> _EXCERPT PROVIDED_:
Start
MV: Yes, so democratic backsliding is not a new problem. And perhaps it’s a silver lining that scholars and practitioners know a lot about how democratic backsliding happens, and perhaps that makes us a little bit more prepared for things, for sort of the sequence of events that we might expect. So in my work, it really started in 2010 when Viktor Orbán won a super majority in Hungary, and he was able very quickly to dismantle liberal democracy in Hungary, and he didn’t do it with like one big, you know, passed one kind of omnibus piece of legislation or something. It was all these tiny changes, any one of which you could say, “okay, that’s fine.” But when you put them all together in the first years, it really eroded democratic institutions. Aand then, particularly the courts, the judiciary, the Hungarian equivalent of the Supreme Court. And then the next step was to go after the public administration, to purge it completely of anti-Orbán, or anyone who was independent minded. And then terrifying, he next went for the media, universities, and the arts.

I’ll give you an example. You’re a small theater putting on independent productions. You’ve never been particularly political. You’re a theater, but you’re independent minded, and at some point you annoyed Viktor Orbán or one of his acolytes. Well, suddenly you can’t raise any, you have no advertising in your playbill. All your source of funding dries up. People stop buying tickets to your place because the word is out: anyone who is associated with this theater in any way will be on the, you know, the enemies list of the government. Also, he has oligarchs who work for him, extremely rich people, some of whom he’s made rich, and they simply buy up media and then close it down. So that’s already done in Hungary, the equivalent of the Washington Post, the New York Times were simply bought by, you know, Orbán’s equivalent of some of our oligarchs here and bought and shut down. So that’s not a hopeful story.

And we have, you know, essentially, an authoritarian regime now in Hungary, which is it’s hard to see how that regime will fall, because they have so corrupted the political process and created such an uneven playing field that the opposition, even if it was completely organized and ran the best campaign in the world, would never, doesn’t break through. The rules are unfair. They have no access to the media and Orbán uses the state administration to fill the space with disinformation, including overtly antisemitic, racist, xenophobic and white nationalist messages.
End
Write the next part of the interview on democratic backsliding in Hungary, continuing from its last sentence.

> _DATA PROVIDED_:
Start
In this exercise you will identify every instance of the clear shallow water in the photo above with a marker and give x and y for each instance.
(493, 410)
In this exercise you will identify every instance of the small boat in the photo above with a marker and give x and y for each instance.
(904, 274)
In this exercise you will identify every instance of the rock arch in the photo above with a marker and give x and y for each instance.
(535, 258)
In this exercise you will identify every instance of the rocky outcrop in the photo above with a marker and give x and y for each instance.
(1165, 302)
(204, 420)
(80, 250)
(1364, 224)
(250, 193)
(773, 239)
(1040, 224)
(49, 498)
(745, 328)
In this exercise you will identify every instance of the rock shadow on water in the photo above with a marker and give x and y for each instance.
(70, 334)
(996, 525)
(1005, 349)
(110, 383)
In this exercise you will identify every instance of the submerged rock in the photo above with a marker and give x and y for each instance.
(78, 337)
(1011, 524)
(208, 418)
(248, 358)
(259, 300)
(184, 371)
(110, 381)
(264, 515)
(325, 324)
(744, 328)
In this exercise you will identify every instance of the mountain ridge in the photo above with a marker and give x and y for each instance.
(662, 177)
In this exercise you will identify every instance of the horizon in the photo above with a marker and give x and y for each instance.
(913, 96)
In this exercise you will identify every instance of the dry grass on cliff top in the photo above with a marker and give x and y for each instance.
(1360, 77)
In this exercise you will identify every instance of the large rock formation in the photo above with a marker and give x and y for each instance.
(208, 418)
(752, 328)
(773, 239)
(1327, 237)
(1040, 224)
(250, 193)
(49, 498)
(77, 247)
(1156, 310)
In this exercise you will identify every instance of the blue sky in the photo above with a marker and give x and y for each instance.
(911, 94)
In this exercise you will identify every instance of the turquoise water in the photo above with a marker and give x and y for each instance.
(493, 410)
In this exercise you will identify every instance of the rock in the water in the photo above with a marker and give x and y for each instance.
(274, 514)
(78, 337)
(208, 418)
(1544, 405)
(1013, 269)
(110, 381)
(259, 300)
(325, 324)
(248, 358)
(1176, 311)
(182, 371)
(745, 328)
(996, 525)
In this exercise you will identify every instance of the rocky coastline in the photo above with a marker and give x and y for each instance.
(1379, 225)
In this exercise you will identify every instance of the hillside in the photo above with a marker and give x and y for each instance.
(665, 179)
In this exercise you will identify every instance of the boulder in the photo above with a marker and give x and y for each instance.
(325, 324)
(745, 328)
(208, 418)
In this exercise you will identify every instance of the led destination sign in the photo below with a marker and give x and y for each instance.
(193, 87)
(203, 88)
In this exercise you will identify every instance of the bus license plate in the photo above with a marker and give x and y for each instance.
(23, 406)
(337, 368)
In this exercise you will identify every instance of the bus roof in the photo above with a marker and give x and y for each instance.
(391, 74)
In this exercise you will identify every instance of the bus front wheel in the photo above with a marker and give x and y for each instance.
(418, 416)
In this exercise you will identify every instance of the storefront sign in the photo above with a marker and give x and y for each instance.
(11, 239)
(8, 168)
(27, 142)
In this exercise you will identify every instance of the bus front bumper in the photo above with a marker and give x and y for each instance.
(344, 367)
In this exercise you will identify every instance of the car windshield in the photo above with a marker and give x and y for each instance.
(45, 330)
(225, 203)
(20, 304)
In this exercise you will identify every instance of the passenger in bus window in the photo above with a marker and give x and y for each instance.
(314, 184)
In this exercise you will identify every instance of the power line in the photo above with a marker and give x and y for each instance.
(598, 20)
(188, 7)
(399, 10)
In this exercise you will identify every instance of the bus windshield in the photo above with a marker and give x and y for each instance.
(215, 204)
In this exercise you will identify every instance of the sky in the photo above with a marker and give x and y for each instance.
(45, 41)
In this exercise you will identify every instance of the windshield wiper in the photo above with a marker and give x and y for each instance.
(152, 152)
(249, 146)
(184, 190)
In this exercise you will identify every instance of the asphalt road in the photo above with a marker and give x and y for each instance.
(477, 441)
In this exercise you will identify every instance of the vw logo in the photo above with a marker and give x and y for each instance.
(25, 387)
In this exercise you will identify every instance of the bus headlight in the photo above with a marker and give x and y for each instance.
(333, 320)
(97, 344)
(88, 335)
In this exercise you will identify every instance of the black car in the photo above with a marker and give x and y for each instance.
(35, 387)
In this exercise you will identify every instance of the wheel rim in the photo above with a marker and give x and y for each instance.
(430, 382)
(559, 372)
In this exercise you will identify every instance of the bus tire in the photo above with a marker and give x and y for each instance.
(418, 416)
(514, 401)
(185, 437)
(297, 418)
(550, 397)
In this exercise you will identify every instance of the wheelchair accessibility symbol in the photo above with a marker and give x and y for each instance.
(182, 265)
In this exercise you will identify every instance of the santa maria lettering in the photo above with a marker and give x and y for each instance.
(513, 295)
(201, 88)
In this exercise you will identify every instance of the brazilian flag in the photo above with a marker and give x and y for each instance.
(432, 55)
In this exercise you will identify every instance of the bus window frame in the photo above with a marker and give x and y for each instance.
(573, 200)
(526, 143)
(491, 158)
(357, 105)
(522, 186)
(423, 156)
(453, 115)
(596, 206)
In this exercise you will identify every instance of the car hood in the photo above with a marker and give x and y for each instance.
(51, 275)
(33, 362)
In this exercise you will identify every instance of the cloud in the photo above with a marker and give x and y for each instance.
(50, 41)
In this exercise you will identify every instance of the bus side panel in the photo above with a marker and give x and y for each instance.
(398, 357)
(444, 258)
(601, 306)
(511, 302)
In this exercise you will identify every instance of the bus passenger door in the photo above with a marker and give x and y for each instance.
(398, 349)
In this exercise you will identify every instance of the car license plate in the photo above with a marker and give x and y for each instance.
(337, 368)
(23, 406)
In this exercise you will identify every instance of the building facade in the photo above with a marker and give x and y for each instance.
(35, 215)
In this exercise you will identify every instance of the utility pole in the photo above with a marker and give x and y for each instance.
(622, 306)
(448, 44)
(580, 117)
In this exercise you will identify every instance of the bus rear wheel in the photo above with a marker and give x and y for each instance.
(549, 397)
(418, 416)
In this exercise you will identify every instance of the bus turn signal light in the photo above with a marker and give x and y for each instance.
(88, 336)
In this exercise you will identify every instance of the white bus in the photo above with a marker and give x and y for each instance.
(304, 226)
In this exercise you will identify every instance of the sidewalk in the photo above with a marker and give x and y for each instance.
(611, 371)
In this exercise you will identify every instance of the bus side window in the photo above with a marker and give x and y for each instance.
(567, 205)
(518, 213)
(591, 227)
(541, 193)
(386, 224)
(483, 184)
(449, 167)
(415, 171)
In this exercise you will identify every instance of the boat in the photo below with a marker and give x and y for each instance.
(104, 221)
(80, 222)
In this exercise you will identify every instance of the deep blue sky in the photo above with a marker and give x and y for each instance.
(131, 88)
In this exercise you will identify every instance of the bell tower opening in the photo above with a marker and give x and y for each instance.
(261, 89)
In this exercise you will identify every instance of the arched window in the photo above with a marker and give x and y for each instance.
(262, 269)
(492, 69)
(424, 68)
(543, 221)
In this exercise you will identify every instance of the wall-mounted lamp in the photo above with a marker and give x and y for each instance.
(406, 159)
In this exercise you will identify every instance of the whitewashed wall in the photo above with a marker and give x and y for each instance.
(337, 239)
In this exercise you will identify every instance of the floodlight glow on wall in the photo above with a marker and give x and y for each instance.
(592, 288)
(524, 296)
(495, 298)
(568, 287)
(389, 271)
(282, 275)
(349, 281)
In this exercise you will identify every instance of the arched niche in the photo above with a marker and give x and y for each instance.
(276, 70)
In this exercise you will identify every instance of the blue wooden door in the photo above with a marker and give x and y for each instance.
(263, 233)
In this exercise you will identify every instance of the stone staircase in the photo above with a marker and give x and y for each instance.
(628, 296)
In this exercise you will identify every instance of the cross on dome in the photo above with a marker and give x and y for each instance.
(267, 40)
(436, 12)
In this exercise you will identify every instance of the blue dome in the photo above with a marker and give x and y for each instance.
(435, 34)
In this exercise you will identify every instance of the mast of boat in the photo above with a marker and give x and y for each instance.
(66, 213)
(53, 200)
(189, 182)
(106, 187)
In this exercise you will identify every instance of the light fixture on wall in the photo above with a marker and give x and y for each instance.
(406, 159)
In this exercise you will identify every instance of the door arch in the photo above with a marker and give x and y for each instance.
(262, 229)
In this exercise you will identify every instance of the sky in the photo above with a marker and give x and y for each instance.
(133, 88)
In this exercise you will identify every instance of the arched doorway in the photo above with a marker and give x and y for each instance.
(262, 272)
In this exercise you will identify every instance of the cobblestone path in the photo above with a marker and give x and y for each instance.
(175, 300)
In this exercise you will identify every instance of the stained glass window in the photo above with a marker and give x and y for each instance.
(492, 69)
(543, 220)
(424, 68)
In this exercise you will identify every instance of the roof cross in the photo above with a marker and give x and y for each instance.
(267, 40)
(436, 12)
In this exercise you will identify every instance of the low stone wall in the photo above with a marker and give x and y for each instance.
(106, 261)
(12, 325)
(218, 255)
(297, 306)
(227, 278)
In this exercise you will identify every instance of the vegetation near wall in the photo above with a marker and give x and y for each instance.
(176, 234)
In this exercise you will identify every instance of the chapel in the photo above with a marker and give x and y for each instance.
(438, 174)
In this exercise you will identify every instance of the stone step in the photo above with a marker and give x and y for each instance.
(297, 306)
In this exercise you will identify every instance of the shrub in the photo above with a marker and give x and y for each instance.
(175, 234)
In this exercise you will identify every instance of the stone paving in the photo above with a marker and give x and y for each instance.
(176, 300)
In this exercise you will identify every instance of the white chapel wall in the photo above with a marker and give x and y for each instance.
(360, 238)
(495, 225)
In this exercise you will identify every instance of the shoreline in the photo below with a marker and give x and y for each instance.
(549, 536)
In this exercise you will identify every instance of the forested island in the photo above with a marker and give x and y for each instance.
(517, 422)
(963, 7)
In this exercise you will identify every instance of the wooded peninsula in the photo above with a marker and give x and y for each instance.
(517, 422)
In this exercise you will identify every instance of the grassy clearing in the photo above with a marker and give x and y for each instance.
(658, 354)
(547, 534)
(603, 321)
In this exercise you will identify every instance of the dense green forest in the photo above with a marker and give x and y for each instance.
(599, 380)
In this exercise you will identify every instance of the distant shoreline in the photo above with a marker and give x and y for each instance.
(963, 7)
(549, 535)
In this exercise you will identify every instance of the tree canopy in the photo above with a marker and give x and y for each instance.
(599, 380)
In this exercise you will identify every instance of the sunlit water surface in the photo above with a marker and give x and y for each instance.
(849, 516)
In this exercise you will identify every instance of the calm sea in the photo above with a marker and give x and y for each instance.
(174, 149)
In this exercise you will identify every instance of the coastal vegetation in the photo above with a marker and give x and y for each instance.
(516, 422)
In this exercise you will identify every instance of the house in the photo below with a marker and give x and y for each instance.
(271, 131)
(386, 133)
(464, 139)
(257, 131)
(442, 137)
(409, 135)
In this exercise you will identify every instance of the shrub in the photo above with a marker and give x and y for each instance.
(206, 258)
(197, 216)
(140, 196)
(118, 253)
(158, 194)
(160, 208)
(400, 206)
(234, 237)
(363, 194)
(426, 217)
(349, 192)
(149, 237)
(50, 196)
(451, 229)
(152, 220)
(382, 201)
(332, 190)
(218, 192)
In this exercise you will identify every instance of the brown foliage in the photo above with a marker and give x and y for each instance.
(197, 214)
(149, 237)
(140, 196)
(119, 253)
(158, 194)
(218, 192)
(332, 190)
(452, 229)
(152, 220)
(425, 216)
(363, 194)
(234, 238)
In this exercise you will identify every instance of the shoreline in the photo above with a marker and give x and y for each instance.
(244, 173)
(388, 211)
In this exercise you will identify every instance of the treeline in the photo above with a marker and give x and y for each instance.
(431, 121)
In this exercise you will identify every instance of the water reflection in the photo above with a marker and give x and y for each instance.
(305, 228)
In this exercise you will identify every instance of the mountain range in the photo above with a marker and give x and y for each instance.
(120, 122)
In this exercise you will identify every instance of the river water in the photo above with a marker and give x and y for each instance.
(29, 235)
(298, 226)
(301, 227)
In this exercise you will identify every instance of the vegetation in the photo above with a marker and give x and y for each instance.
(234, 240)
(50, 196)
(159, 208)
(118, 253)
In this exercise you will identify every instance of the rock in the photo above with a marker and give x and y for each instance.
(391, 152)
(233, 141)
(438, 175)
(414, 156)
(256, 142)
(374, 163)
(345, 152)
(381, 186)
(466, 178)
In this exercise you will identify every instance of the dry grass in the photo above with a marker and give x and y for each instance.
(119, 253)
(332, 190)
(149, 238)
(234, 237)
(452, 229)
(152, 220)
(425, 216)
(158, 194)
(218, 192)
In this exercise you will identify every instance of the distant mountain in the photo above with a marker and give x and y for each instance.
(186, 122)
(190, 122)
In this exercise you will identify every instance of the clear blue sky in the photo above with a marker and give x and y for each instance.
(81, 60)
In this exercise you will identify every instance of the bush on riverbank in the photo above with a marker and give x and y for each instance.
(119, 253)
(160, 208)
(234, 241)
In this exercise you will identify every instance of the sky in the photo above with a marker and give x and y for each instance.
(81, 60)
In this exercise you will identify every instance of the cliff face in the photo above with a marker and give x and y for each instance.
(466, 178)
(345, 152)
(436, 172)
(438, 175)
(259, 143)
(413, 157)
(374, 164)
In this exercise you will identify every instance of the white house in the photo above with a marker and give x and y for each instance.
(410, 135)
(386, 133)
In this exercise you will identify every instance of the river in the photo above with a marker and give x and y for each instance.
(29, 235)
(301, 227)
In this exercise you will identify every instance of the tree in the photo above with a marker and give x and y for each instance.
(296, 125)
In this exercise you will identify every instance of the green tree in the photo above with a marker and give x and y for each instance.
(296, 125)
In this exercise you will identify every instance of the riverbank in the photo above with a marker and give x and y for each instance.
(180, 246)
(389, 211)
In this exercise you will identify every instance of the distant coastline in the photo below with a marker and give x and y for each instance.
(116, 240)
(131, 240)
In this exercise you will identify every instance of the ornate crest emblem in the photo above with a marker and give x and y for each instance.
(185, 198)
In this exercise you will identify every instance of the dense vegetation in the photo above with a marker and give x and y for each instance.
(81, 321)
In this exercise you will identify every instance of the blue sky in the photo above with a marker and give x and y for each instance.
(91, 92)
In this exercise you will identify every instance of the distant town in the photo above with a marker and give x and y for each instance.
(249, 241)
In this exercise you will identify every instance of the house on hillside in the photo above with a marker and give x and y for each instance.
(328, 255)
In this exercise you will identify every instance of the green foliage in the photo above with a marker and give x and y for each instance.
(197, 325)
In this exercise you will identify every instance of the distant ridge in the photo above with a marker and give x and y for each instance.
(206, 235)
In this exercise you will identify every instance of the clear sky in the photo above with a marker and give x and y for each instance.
End
> _EXERCISE ANSWER_:
But there are other countries in Europe. I started by studying, how do these parties win votes? And then I studied how they use the argument that there are all these enemies of the nation, out there — inside, internal enemies – to justify concentrating power. So Orbán will say there are all these communists, there are all these cosmopolitans, there are George Soroses just behind every corner. So we have to concentrate power and use illiberal methods, authoritarian methods, to get rid of this great threat.

In Poland, they tried the same thing. So the Law and Justice government was elected in 2014 and re-elected in 2019. And they tried all those things, and they were quite successful: control of the judiciary, control of a good chunk of the media — but not as much as Orbán — putting out this message of you know, all of these groups are the enemy of the people, focusing on the LGBTQ community, feminists, immigrants, migrants, very familiar story. But in the case of the Law and Justice Party in Poland, they overreached. You know, they were so full of hate towards fellow Polish citizens that they weren’t strategic towards the end and the opposition was able… Everyone together. It’s crazy, right? To defeat these, you have to bring together the equivalent of, you know, the farthest kind of left, to the most sort of very conservative right wing, but believes in liberal democracy, that kind of huge tent, which will be familiar in America when we had everything from Dick Cheney to Bad Bunny, I think you could say that was a broad. But in the case of Poland, they were successful in winning the last elections.

Now, just two things that’s really fascinating. One, those are not the only two countries which have seen these parties elected in democratic elections who then abuse the power of their office to concentrate power. Two things always happen. One, the opposition doesn’t do a great job at first, and in Hungary, they missed the boat. But in Poland, they managed to get their act together. And the second is that citizens mobilize. And so my most recent project has been on citizen response to democratic backsliding, and how citizens protest, and in some countries, become much more active in response to these threats to liberal democracy.

RW: You mentioned this idea of creating division, and you’re already starting to see that there’s critiques of theocracy in America, and a lot of fears about division and like what’s coming in this country. But you know, there’s ways that citizens can create change, and little actions can cascade into larger political change. Do you have any words of encouragement, maybe, in relation to this recent project you’ve been doing for how we can mobilize these smaller actions to implement larger institutional change?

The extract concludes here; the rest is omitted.